Begin DATA SHOWN
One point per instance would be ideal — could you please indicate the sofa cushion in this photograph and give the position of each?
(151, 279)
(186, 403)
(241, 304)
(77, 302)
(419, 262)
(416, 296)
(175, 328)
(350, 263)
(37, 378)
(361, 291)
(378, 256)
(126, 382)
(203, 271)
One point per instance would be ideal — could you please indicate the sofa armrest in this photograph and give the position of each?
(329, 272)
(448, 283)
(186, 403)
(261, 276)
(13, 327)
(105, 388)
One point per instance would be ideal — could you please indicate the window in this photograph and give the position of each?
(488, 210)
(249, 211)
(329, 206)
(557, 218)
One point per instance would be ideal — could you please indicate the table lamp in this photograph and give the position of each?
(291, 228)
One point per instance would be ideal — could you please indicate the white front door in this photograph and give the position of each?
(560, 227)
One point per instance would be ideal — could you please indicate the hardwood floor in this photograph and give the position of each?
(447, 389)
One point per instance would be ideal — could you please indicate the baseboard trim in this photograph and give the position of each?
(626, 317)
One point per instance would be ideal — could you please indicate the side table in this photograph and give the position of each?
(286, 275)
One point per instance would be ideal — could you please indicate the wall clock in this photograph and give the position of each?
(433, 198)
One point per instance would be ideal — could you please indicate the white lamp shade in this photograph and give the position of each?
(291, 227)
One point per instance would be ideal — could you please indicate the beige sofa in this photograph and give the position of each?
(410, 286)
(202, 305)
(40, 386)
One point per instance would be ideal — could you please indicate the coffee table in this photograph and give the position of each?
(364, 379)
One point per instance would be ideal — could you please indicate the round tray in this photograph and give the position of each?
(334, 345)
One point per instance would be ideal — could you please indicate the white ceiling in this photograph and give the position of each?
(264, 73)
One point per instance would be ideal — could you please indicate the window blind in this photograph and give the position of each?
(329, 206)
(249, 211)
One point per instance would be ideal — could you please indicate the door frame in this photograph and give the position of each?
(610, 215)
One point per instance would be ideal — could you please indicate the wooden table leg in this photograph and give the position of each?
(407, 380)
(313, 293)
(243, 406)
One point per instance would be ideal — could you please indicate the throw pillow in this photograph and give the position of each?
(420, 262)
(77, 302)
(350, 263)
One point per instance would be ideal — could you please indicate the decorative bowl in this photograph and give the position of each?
End DATA SHOWN
- [WORK REQUIRED] Convert the lines above into a JSON list of strings, with one string for each line and no blank lines included.

- [WRITTEN SOLUTION]
[
  "One point per instance would be ideal — could you please indicate the sofa cushion in this photograph and give the position of each?",
  "(151, 279)",
  "(186, 403)",
  "(241, 304)",
  "(77, 302)",
  "(419, 262)",
  "(416, 296)",
  "(175, 328)",
  "(350, 263)",
  "(37, 378)",
  "(361, 291)",
  "(378, 256)",
  "(126, 382)",
  "(203, 271)",
  "One point per instance would be ideal — could you please indicate the sofa armrest in this photograph and give the position of each?",
  "(329, 272)",
  "(448, 283)",
  "(186, 403)",
  "(261, 276)",
  "(13, 327)",
  "(105, 388)",
  "One point per instance would be ideal — could you please indicate the window in this photograph and give the position of each?",
  "(488, 210)",
  "(249, 211)",
  "(329, 206)",
  "(557, 218)",
  "One point per instance would be ideal — could you please indicate the table lamp in this photograph and give the position of each?",
  "(291, 228)",
  "One point per instance would be ideal — could you please indicate the white front door in this photograph and give the position of each?",
  "(560, 227)",
  "One point per instance would be ideal — could you please indicate the hardwood floor in this photograph and give the position of each?",
  "(447, 389)",
  "One point per instance would be ideal — could you please indicate the baseboard trim in this photograph and give the position of each?",
  "(626, 317)",
  "One point per instance would be ideal — could you please indicate the side table in this photograph and give the position of each?",
  "(286, 275)",
  "One point per instance would be ideal — could you please indicate the wall clock in this photograph and give the position of each?",
  "(433, 198)",
  "One point per instance would be ideal — could you please indicate the white lamp shade in this photograph and give the position of each?",
  "(291, 227)",
  "One point per instance would be ideal — could you please indicate the beige sofa in this photograph and give the position of each?",
  "(410, 286)",
  "(202, 305)",
  "(40, 386)",
  "One point per instance would be ideal — could you please indicate the coffee table in this photograph and give the position of each?",
  "(364, 379)",
  "One point per instance would be ideal — could you please indicate the round tray in this photograph and give the position of each?",
  "(334, 345)",
  "One point per instance would be ideal — could you please indicate the white ceiling in this photograph and give the position of each?",
  "(264, 73)",
  "One point per instance would be ideal — could you please indicate the window blind in this photograph and give the position of each?",
  "(329, 206)",
  "(249, 211)",
  "One point per instance would be ideal — could you please indicate the door frame in this photograph and give the position of each?",
  "(610, 215)",
  "One point per instance would be ideal — could you please indicate the wooden table leg in this photograph and give the position of each?",
  "(407, 380)",
  "(313, 293)",
  "(243, 406)",
  "One point per instance would be ideal — could you please indicate the throw pillow in this photograph and give the position of each?",
  "(420, 262)",
  "(77, 302)",
  "(350, 263)",
  "One point per instance would be ideal — could you please indicate the decorative bowl in this photograph and give the position of each?"
]